### [Texte de la page]
***

En ce qui concerne la "nécessité", notion fondamentale pour toute atteinte aux libertés, il est souvent rappelé que le numérique a permis l'accroissement de la criminalité. Il est donc nécessaire que l'on recherche des nouveaux moyens de collecter l'information dans ce nouveau monde où il est si facile d'agir masquer Le Conseil constitutionnel souligne qu'il s'agit de rechercher des actes illicites rendus plus aisés par Internet. La loi vise trois types d'atteinte à l'intérêt public : la fraude fiscale, le blanchiment d'argent et la contrebande. Cela rejoint le "motif d'ordre public", requis. 

La troisième condition porte en aval sur les modalités, elle provoquera en partie la chute du législateur. En effet, le dispositif passe le test puisque les administrations fiscales et douanires ne peuvent capter que les informations volontairement mise à disposition de tout public par les internautes, la reconnaissance faciale est une technique exclue et les informations "sensibles" sont retirées de toute exploitation. Les mesures sont donc "proportionnées", nouvelle forme de l'exigence de nécessité, la loi confiant au Réglement la rédaction de texte pour faire en sorte que les algorithmes soient paraphrés pour que ce lien de nécessité demeurent entre l'ampleur de la captation et du traitement et les buts légitimes visés ....

***

### [Contenu des données]
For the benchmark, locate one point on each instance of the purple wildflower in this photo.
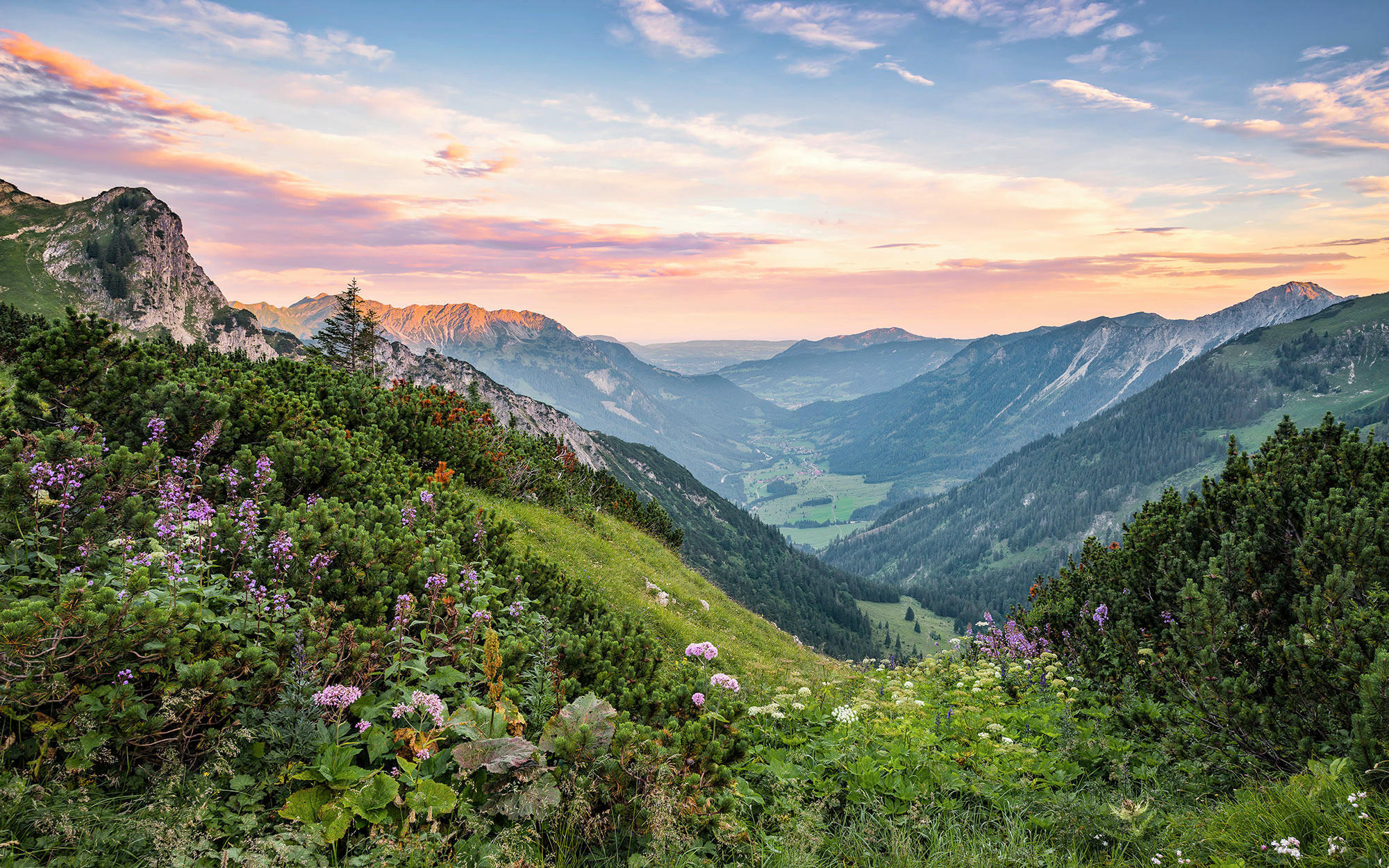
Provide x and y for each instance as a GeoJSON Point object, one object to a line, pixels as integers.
{"type": "Point", "coordinates": [337, 696]}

***

### [Les consignes]
(a) Résumez le texte de la page en deux phrases.
(b) Traduisez en anglais la phrase suivante du texte de la page : « La loi vise trois types d'atteinte à l'intérêt public : la fraude fiscale, le blanchiment d'argent et la contrebande. »
(c) Reprenez le passage du texte de la page qui commence par "La troisième condition" et va jusqu'à "légitimes visés ....", en remplaçant "reconnaissance faciale" par "reconnaissance vocale".

### [Réponses attendues]
(a) Le texte explique que la loi vise la fraude fiscale, le blanchiment d'argent et la contrebande, des actes illicites rendus plus aisés par Internet. Il indique que le dispositif passe le test car les administrations ne peuvent capter que les informations volontairement mises à disposition du public par les internautes, la reconnaissance faciale est exclue et les informations sensibles sont retirées de toute exploitation.

(b) The law targets three types of harm to the public interest: tax fraud, money laundering and smuggling.

(c)
La troisième condition porte en aval sur les modalités, elle provoquera en partie la chute du législateur. En effet, le dispositif passe le test puisque les administrations fiscales et douanires ne peuvent capter que les informations volontairement mise à disposition de tout public par les internautes, la reconnaissance vocale est une technique exclue et les informations "sensibles" sont retirées de toute exploitation. Les mesures sont donc "proportionnées", nouvelle forme de l'exigence de nécessité, la loi confiant au Réglement la rédaction de texte pour faire en sorte que les algorithmes soient paraphrés pour que ce lien de nécessité demeurent entre l'ampleur de la captation et du traitement et les buts légitimes visés ....